*Petit problème 1*: D'après l'extrait sur le monde moderne, combien de calories d'énergie faut-il pour produire une calorie alimentaire ?
*Petit problème 2*: Rédigez la suite de l'extrait sur le monde moderne, en reprenant après sa dernière phrase.

*Extrait de page*:
⟨
Pierre Rabhi

Le Monde moderne

La fragilité des pays industrialisés

 
La subsistance actuelle des pays industrialisés n’est possible que parce qu’ils drainent vers eux à bas prix l’énergie et les matières premières du monde entier, avec les conséquences environnementales et sociales que l’on connaît, à la fois dans les pays du Sud et du Nord. Ainsi, pour produire une calorie alimentaire, il faut huit calories d’énergie ! Ce système hégémonique révèle l’enjeu guerrier que représente la nourriture.

 
En réalité, cette situation est fragile car les populations dépendent entièrement de monopoles motivés par le profit plutôt que le bien-être humain. Le bilan environnemental est désastreux, sans compter les innombrables effets collatéraux (sociaux, culturels, économiques) :  

dégradation des sols, pollution et épuisement des eaux, atteintes à l’environnement et à la santé, perte des espèces et variétés végétales et animales, disparition des systèmes productifs locaux, autonomes et peu coûteux en énergie et en transport (commerces, artisanat et petite industrie), disparition des paysans et de savoir-faire traditionnels, pertes d’emplois et augmentation de la pauvreté, dégradation des échanges de proximité qui caractérisent un tissu social vivant et convivial.

La croissance sous sa forme actuelle est incompatible avec les capacités d’une planète limitée. Continuer à piller les ressources naturelles risque de conduire à une sorte de dépôt de bilan planétaire dont les générations à venir auront à subir toutes les rigueurs.

Nous entendons par sécurité et salubrité alimentaire celle que les communautés humaines assurent par elles-mêmes sur leur territoire, et non les aides artificielles qui mettent certains pays en situation de dépendance à l’égard d’une charité aléatoire, contraire à la dignité d’être humain, debout et responsable...

La planète pillée

Chaque jour, les événements dont la planète entière est le théâtre offrent aux consciences attentives toutes les raisons de s’inquiéter et de s’indigner. Le pire semble, en ces temps convulsés, dominer le meilleur dans le cours d’une histoire où l’humanité, sans vraiment savoir où elle va, y va résolument, comme sous l’effet de la fatalité. À cette dérive, essentiellement inspirée par une vision erronée de la réalité, seule la nature semble avoir le pouvoir de mettre les limites. Jamais plus qu’aujourd’hui, l’interrogation sur le sens et la raison d’être de notre avènement sur terre ne s’est posée avec autant d’acuité à la conscience, à l’entendement et au libre arbitre individuel et collectif.
⟩
*Informations fournies*:
⟨
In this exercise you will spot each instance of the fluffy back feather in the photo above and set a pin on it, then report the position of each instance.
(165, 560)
⟩
*Résultat de l'exercice 1*: Il faut huit calories d'énergie.

*Résultat de l'exercice 2*:
Participer à concilier l’histoire humaine avec les impératifs absolus de la nature a été ma préoccupation active et constructive depuis une cinquantaine d’années. […]

Sur ce chemin, l’indignation souvent douloureuse m’a été comme un aiguillon pour stimuler une créativité essentiellement inspirée par la logique du vivant. C’est ce que propose l’écologie lorsqu’elle prend en compte l’ensemble des éléments révélant sa cohésion, sa cohérence, sa rigueur, sa beauté et qui nous impliquent comme l’expression la plus élaborée de ce phénomène appelé la vie. C’est la raison pour laquelle cette totalité de nature symphonique ne peut être ni réduite, ni traitée comme une question subsidiaire par la gouvernance du monde. Elle devrait bénéficier d’une priorité absolue sur toute autre considération, puisqu’elle est la seule garante de la pérennité ou de l’extinction de notre espèce elle-même responsable de l’extinction de nombreuses espèces. Grisés par nos aptitudes, nos prouesses et nos miracles technico scientifiques, nous poursuivons une aventure prométhéenne dont la faillite est pourtant évidente. Le progrès sensé générer du bien être pour tous, non seulement n’est pas au rendez-vous, mais le coût de cette déconvenue est néanmoins exorbitant pour une planète unique et limitée, « une planète au pillage », selon l’expression d’Osborn.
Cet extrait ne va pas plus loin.